Copy only this range: the line with "Tag the stone finial" through the final line of the material, inclusive at both ends.

Records from a data collection:
"""

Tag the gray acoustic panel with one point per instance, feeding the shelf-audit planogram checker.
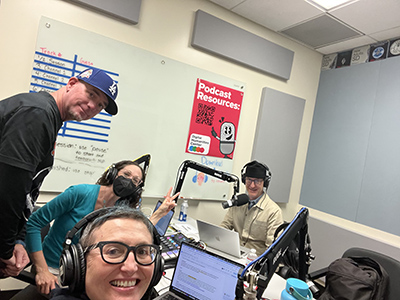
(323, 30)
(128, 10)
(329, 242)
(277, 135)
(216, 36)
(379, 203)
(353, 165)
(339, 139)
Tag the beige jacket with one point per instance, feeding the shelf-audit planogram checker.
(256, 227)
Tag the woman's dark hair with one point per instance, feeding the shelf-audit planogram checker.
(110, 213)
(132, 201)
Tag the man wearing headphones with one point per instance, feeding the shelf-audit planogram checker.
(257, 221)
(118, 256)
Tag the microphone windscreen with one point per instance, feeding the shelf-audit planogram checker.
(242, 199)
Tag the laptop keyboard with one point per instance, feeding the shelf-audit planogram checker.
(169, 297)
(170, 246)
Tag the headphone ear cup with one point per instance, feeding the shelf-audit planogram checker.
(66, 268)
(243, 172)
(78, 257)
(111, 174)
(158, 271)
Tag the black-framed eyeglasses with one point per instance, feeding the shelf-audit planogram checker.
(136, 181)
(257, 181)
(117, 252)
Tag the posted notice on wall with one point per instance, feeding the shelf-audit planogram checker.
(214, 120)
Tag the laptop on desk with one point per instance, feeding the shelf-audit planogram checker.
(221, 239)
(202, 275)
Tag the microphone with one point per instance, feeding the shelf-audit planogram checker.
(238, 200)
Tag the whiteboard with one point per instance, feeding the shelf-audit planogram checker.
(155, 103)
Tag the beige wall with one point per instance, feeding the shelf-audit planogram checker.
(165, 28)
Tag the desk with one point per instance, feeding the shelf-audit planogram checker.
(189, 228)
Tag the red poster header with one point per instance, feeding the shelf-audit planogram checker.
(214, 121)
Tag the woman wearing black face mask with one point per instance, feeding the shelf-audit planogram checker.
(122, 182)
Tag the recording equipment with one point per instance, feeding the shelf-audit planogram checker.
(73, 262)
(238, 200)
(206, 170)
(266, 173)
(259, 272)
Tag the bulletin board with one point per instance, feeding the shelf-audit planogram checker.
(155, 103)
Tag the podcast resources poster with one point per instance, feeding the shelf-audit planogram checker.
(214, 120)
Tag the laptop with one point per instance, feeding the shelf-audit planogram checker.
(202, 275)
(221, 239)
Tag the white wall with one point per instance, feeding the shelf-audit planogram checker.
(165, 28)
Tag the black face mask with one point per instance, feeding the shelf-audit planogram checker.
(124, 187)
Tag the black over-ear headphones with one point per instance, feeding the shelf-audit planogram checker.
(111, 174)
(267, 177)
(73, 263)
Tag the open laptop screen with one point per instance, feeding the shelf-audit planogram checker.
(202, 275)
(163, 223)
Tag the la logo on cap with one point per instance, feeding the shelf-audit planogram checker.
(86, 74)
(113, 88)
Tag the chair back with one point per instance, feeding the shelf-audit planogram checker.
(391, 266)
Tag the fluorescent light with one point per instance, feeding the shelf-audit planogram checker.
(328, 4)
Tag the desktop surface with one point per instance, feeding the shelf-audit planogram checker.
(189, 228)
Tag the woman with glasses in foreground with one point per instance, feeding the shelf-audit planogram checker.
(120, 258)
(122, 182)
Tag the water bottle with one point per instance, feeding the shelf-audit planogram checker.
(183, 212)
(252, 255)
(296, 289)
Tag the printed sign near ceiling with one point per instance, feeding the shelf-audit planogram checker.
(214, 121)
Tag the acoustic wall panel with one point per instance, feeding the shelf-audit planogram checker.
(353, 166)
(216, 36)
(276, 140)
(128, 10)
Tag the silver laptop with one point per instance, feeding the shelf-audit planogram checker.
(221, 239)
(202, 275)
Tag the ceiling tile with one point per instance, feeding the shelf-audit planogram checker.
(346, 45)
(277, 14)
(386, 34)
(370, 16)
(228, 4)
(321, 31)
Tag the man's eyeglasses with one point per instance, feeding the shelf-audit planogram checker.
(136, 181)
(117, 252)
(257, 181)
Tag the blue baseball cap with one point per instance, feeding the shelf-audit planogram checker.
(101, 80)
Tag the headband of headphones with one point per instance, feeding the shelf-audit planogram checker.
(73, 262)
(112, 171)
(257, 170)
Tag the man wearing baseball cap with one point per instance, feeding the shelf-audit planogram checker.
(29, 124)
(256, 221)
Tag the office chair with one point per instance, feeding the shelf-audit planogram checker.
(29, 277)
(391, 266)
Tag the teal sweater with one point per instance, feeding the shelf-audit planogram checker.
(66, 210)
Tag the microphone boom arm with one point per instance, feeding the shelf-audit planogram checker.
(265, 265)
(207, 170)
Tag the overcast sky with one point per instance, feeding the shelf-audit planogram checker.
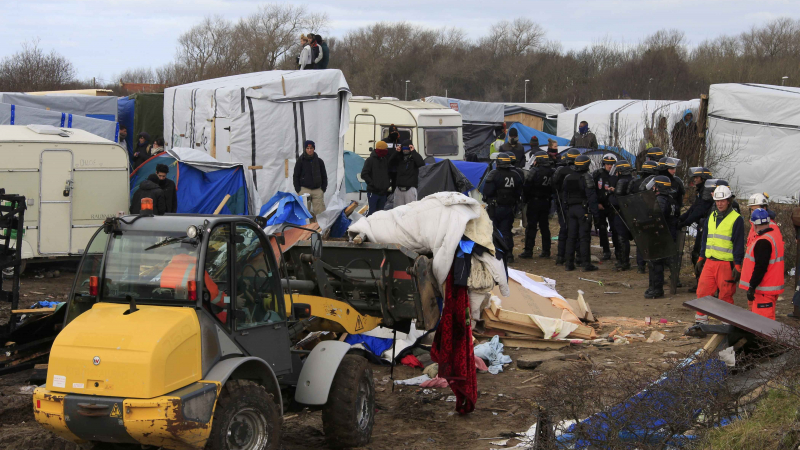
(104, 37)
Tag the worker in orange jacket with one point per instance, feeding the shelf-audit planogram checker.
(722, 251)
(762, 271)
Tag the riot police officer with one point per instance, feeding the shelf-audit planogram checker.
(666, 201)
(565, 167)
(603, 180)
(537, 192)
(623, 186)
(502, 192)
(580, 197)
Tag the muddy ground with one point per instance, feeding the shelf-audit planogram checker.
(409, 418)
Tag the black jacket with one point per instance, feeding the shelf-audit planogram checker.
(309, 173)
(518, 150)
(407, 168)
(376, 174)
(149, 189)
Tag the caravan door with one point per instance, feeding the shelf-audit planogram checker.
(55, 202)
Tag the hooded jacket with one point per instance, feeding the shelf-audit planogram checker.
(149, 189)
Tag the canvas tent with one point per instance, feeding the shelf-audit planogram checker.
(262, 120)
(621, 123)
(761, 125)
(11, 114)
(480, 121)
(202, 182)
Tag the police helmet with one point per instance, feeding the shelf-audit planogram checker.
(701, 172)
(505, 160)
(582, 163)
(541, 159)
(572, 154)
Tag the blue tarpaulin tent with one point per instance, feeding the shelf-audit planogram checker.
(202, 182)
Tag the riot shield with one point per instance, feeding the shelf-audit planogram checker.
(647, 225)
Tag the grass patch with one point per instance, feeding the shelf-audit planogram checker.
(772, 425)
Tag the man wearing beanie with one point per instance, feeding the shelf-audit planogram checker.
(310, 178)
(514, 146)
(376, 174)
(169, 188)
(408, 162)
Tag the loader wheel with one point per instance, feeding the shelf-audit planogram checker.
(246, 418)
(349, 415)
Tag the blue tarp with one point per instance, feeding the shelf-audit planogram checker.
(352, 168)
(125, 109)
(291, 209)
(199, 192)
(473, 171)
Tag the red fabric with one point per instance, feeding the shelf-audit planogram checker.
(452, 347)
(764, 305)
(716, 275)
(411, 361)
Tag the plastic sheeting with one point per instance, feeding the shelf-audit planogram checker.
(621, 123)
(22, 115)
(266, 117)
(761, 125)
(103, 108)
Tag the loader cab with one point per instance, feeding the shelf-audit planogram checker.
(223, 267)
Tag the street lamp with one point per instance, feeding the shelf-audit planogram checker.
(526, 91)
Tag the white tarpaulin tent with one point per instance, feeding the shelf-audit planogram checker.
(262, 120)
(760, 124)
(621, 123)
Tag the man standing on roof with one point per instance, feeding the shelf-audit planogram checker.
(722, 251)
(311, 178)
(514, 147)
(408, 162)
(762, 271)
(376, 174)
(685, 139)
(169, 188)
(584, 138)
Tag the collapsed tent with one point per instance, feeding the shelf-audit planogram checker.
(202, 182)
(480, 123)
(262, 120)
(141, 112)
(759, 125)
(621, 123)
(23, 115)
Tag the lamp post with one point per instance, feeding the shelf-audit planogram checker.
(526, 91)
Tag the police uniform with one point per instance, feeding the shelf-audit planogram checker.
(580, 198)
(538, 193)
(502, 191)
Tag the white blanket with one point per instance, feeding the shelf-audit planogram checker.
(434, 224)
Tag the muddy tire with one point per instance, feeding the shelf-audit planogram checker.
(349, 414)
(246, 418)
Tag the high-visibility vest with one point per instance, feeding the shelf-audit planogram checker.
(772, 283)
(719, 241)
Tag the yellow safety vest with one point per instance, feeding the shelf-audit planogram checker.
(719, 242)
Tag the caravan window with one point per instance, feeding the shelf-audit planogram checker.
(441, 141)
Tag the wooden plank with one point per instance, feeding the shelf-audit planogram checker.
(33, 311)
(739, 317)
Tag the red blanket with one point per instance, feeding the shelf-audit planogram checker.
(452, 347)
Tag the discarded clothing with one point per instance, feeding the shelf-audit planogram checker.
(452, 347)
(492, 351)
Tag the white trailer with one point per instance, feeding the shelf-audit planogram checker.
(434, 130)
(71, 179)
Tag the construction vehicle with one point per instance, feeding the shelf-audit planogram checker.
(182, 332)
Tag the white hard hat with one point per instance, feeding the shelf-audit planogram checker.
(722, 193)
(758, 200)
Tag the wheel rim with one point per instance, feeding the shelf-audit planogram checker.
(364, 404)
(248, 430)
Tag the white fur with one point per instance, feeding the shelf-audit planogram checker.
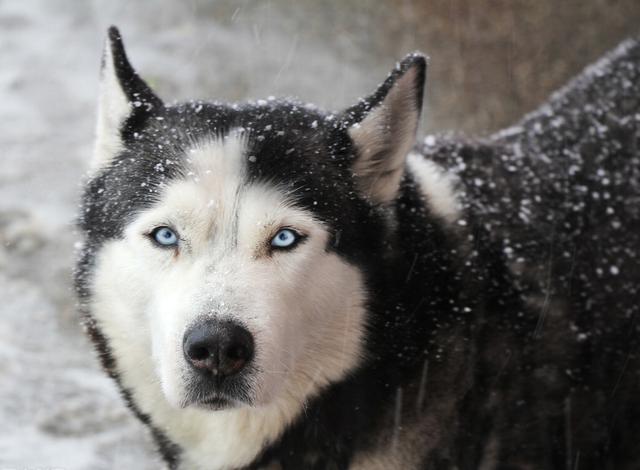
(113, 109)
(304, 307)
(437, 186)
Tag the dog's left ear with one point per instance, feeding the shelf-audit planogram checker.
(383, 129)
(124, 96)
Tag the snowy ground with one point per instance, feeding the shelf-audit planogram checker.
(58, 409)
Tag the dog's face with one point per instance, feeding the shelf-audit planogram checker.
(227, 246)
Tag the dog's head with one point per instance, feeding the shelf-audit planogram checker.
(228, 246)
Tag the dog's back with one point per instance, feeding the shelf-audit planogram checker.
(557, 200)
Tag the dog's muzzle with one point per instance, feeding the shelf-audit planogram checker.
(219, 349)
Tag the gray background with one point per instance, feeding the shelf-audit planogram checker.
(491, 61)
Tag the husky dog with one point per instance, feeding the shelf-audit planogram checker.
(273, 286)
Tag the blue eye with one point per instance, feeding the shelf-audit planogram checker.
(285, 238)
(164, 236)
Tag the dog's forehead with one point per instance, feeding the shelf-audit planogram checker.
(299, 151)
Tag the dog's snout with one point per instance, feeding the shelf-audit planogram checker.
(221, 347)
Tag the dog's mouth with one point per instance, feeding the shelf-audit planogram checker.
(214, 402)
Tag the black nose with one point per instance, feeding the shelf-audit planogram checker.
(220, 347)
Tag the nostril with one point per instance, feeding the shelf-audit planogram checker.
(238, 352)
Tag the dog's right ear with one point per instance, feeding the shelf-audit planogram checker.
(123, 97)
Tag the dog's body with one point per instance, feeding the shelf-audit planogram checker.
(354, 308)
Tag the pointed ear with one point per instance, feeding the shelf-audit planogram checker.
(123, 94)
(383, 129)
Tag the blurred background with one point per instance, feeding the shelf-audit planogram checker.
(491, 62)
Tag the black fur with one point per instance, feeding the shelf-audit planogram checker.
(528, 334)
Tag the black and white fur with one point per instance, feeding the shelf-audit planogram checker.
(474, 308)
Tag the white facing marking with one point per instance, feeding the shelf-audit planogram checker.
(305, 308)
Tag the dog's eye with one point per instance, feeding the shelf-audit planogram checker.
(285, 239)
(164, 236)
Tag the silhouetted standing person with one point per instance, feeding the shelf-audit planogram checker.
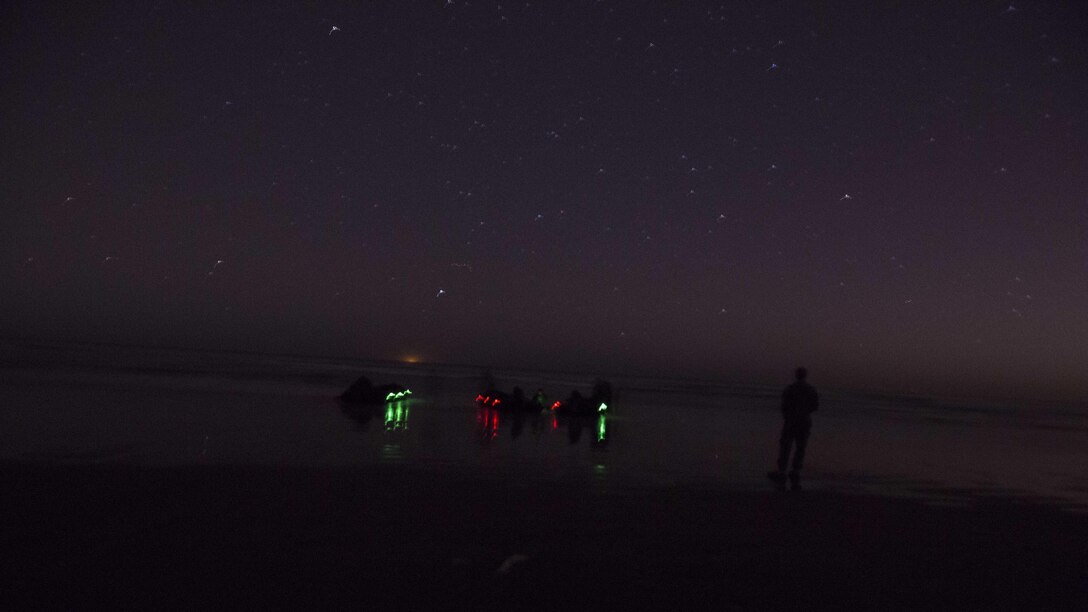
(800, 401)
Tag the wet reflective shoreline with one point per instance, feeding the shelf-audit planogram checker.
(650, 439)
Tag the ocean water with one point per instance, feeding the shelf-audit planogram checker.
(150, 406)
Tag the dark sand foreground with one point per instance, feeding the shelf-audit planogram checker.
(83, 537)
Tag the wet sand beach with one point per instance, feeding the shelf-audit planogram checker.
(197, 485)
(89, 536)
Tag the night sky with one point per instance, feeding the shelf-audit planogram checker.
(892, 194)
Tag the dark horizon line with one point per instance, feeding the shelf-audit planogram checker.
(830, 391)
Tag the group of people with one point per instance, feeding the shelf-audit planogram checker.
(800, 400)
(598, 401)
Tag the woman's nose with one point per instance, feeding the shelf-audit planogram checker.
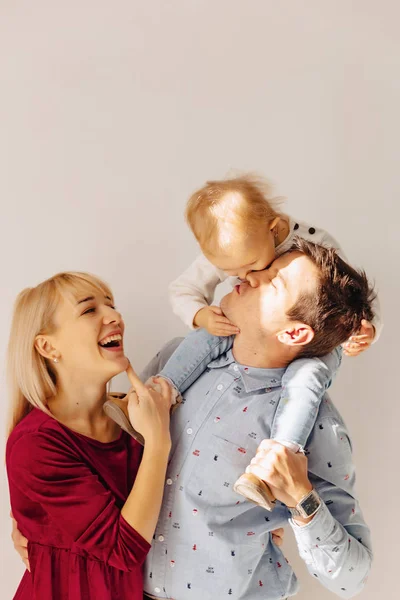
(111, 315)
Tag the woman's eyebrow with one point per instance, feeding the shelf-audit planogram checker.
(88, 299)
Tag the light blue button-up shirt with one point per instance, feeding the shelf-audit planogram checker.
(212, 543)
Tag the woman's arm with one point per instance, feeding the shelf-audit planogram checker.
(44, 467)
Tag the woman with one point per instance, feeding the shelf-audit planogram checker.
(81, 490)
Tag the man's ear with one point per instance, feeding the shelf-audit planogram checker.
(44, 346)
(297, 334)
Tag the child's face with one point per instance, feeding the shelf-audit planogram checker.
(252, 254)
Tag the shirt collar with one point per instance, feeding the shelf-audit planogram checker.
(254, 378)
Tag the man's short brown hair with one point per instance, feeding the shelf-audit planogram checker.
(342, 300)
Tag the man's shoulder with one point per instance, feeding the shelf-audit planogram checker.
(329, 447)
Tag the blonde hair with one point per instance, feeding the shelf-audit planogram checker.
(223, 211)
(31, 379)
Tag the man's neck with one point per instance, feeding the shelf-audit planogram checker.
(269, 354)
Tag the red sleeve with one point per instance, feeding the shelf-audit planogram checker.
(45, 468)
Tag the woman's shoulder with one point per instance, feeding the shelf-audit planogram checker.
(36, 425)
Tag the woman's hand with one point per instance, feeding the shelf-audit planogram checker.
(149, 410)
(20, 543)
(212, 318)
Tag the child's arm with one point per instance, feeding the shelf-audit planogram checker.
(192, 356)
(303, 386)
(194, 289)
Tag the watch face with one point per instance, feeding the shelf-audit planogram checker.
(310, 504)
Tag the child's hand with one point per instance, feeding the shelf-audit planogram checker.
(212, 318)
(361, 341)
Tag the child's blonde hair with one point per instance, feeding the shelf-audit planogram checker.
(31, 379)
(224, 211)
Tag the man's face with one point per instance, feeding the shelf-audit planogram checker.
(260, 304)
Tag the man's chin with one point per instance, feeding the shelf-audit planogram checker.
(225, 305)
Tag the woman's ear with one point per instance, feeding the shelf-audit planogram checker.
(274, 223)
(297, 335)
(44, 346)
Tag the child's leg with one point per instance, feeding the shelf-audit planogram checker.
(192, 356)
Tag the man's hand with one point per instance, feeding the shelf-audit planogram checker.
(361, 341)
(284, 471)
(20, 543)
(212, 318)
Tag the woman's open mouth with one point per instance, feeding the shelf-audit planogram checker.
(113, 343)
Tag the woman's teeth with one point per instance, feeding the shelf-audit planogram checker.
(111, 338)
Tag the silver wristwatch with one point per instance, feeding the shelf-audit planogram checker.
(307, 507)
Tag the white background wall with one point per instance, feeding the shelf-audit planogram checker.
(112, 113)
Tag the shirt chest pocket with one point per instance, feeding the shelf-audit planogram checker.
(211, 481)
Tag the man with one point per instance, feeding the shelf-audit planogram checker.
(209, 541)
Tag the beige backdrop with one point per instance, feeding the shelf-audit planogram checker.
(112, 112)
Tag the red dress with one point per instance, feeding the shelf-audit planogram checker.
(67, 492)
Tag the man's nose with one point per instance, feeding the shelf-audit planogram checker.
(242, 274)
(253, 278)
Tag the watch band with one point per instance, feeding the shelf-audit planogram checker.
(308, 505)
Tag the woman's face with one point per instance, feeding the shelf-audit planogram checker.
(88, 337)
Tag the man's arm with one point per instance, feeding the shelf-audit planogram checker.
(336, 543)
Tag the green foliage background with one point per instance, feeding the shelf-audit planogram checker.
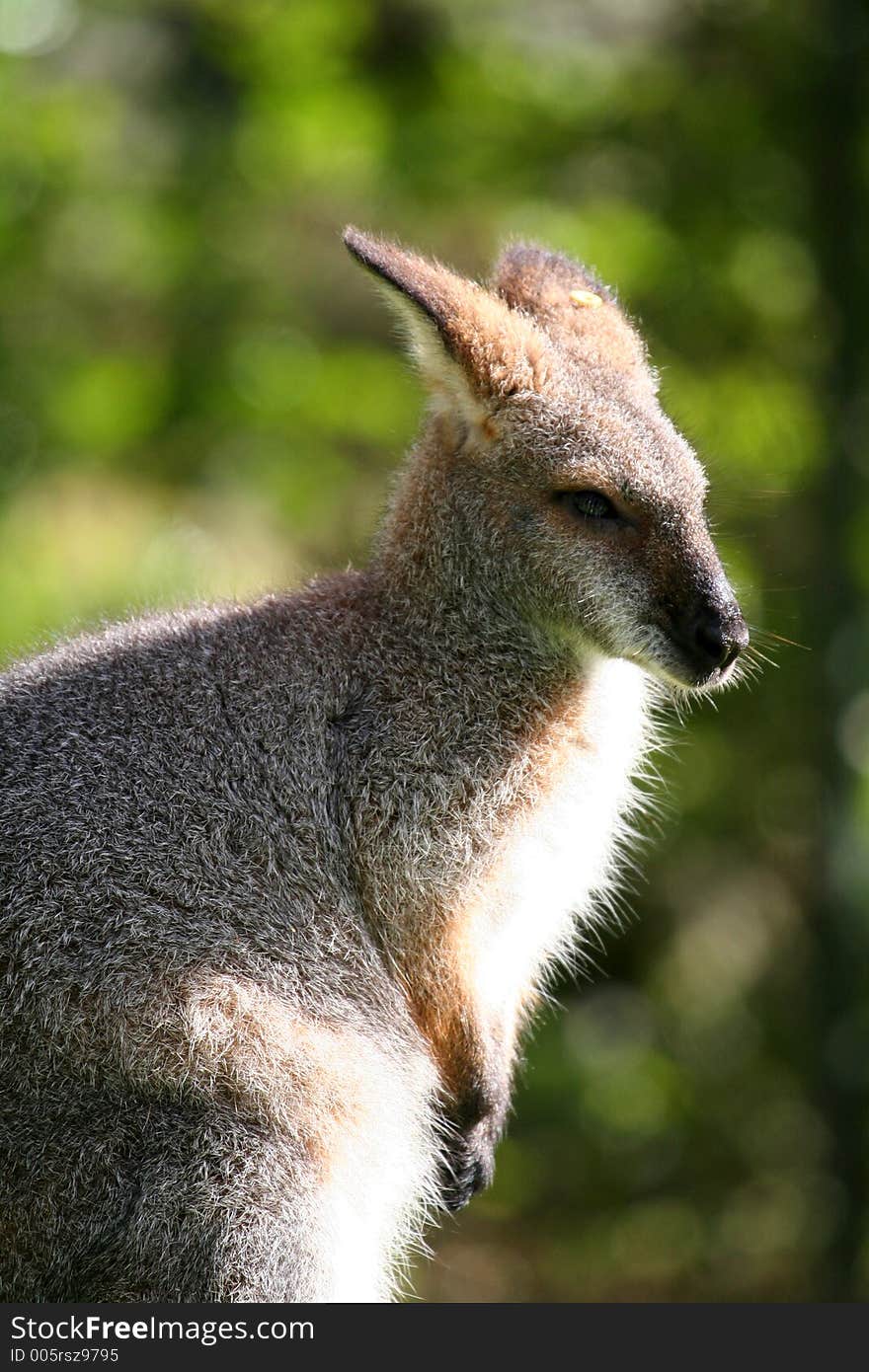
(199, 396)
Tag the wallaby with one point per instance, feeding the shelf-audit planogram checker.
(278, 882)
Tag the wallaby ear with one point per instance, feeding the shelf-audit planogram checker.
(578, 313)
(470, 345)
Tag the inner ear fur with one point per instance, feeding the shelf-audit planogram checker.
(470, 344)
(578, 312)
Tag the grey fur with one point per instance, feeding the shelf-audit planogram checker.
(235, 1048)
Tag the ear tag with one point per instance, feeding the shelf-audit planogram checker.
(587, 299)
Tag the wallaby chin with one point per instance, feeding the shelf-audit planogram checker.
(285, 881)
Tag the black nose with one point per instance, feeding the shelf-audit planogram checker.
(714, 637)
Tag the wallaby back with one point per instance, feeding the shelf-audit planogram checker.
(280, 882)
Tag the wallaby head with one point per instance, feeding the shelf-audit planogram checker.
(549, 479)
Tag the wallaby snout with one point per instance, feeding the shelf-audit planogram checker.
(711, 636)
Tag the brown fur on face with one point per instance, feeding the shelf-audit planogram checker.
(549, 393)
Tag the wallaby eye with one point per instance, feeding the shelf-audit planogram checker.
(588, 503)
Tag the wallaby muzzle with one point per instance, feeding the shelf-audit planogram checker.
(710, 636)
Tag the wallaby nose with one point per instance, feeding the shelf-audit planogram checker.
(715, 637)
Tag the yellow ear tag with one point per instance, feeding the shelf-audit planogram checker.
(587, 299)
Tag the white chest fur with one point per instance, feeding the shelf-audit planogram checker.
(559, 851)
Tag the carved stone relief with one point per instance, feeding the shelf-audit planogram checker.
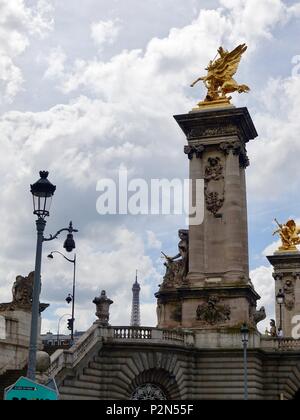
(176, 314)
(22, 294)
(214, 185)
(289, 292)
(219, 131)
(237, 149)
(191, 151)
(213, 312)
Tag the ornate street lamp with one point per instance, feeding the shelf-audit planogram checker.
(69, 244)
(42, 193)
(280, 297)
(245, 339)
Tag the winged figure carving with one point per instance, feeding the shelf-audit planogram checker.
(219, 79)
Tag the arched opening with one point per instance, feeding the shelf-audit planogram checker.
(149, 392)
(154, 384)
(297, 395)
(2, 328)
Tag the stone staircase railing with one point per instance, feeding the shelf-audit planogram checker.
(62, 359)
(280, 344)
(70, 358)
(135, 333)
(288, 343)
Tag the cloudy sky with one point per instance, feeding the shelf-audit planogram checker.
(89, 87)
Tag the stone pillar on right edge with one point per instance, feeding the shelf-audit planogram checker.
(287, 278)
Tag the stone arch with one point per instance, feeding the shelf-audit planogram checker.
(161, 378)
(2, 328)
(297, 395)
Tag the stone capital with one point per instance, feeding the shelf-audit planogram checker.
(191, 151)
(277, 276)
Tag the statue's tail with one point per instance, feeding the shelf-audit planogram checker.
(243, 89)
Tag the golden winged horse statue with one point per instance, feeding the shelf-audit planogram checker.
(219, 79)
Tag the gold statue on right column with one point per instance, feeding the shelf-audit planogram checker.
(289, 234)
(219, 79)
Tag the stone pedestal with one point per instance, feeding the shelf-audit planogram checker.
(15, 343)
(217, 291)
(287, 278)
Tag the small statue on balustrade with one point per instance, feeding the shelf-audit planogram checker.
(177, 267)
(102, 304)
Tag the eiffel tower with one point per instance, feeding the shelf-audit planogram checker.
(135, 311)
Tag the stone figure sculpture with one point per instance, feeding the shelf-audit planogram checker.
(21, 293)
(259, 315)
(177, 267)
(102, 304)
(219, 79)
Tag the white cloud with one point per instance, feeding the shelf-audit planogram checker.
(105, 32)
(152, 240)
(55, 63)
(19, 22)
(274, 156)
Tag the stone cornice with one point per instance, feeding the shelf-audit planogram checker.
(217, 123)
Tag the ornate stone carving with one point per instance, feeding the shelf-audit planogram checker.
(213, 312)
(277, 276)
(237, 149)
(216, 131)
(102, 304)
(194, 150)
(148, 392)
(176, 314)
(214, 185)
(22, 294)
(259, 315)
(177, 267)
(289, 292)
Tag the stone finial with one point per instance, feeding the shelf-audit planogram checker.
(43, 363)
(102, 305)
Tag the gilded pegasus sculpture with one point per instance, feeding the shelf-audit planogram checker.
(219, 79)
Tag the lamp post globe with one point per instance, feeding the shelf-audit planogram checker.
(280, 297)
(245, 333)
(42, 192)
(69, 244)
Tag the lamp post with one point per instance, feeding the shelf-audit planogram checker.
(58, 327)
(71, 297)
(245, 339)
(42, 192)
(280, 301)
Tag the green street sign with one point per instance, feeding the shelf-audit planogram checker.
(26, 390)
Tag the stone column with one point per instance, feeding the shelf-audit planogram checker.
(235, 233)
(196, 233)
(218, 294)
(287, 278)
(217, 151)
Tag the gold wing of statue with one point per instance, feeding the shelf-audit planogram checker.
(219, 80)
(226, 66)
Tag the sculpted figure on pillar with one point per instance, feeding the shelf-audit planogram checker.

"""

Final result:
Tag the stone finial with one point per instance, feeding the shelf-audit planogram checker.
(43, 363)
(102, 305)
Tag the gilded pegasus sculpture with one point per instance, feeding the shelf-audit planogram checker.
(219, 79)
Tag the lamp post globe with one point per instance, feeding the shelf-audit planogram checker.
(280, 297)
(245, 333)
(42, 192)
(69, 244)
Tag the lamp post with one point per instance, feeding the shelf-audit planogram checker.
(58, 327)
(71, 297)
(245, 339)
(42, 192)
(280, 301)
Tag the green street sign with one point per instance, feeding the shelf-audit planogram checker.
(26, 390)
Tag the stone column with one point per instance, feeding the shelf-audit planogram checker.
(235, 233)
(196, 233)
(218, 294)
(287, 278)
(217, 151)
Tag the gold wing of statue with one point per instance, feeding the shelf-audit planogram checker.
(219, 80)
(226, 66)
Tag the sculpted figure on pillar with one point per instance, feeding the shelf-audit planogram checker.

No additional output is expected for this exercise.